## The problem
From the line with "In the photo above, where can the clear" through the final line, transcribe the material below character for character; include no other lines.

## Material provided
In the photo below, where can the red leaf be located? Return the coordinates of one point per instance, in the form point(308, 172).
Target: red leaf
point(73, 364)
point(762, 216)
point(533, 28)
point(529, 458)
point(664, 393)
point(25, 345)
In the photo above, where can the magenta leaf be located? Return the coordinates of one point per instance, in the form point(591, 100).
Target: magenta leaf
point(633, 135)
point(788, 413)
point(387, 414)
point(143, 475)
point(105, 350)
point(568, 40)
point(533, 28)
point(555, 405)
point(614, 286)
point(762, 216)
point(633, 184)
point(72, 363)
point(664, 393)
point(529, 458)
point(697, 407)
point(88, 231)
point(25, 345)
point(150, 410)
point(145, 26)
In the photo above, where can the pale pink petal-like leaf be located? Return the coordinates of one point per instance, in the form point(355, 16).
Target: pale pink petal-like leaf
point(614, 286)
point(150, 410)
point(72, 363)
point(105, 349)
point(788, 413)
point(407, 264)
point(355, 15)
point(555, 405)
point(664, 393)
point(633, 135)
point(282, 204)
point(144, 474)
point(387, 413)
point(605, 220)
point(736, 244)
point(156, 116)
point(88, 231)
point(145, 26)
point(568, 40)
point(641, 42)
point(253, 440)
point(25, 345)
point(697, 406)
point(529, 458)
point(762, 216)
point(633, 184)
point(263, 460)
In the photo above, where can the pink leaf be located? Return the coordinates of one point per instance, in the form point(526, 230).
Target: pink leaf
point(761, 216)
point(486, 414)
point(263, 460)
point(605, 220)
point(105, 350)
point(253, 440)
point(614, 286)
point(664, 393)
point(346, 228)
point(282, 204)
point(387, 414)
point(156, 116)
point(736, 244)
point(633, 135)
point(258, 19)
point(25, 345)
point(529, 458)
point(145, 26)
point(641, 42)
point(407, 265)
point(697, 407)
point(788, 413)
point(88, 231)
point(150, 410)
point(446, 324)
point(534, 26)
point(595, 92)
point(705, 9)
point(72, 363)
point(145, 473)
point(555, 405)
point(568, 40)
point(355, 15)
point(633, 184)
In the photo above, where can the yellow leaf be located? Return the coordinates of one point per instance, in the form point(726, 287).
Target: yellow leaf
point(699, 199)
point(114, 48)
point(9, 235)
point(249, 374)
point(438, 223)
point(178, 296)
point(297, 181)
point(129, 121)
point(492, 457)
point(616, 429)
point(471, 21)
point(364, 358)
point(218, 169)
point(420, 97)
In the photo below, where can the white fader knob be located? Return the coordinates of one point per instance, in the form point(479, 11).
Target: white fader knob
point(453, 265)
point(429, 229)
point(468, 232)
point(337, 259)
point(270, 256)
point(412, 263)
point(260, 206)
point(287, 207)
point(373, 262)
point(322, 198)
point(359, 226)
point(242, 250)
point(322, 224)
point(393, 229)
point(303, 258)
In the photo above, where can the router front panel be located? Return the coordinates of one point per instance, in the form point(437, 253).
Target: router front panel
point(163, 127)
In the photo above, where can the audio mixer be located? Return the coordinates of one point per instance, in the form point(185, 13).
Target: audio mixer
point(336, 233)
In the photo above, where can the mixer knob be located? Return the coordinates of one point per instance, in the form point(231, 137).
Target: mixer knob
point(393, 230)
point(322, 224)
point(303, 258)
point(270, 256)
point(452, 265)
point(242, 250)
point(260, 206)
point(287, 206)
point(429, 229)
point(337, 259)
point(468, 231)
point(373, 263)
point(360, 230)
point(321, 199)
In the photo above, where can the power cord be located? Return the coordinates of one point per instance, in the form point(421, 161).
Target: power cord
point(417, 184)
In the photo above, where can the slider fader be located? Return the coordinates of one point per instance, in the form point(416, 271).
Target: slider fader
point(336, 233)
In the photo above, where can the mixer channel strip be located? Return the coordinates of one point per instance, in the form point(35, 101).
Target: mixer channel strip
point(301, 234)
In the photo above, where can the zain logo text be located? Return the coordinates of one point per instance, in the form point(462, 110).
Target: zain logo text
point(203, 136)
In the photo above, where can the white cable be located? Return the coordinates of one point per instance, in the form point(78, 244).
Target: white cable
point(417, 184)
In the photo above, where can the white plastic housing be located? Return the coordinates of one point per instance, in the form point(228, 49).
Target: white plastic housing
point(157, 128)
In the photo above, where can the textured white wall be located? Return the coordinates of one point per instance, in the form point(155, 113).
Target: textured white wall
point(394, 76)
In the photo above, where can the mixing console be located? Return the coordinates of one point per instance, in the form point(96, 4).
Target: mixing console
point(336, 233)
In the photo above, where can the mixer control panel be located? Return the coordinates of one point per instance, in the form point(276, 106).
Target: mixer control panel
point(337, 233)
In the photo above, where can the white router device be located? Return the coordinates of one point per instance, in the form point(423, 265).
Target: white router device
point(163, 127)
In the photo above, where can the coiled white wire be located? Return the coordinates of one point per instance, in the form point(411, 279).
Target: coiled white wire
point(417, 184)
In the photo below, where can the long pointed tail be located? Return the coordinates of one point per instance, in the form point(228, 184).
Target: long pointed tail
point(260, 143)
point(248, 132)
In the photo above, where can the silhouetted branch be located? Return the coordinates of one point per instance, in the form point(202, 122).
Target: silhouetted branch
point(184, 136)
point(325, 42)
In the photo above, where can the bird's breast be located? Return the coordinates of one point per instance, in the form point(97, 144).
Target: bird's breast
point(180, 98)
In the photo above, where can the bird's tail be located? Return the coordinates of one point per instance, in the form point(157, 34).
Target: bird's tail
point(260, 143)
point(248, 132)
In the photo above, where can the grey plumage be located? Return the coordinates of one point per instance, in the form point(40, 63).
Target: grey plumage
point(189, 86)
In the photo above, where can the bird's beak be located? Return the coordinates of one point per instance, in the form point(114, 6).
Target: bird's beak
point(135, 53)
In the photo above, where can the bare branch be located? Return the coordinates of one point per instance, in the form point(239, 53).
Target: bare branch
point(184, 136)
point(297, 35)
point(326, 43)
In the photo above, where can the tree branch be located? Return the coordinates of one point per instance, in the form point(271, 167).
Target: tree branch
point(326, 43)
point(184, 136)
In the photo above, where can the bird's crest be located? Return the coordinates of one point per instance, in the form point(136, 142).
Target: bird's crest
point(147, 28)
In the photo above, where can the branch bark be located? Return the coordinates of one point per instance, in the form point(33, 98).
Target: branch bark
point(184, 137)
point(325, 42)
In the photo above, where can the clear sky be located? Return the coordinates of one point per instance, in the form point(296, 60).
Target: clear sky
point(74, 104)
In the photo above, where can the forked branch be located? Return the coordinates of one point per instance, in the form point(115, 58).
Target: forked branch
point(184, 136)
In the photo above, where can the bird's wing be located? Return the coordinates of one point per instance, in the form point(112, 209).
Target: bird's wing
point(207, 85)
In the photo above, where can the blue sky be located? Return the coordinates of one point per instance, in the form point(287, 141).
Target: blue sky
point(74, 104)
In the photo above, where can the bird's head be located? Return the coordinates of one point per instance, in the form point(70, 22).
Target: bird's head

## The answer
In the photo above, where can the clear sky be located? Return the coordinates of one point per instance, in the form point(296, 60).
Target: clear sky
point(74, 104)
In the photo above, where can the forked branch be located? Return the coordinates of one point per instance, in the form point(115, 58).
Target: forked branch
point(184, 136)
In the photo above, where can the bird's wing be located? Return the coordinates of one point per instance, in the form point(112, 209).
Target: bird's wing
point(207, 85)
In the photo above, where can the blue sky be located? Return the coordinates of one point per instance, in the form point(287, 141).
Target: blue sky
point(74, 104)
In the photo above, where can the bird's head be located? Return the coordinates of one point per instance, in the form point(70, 22).
Target: bird's head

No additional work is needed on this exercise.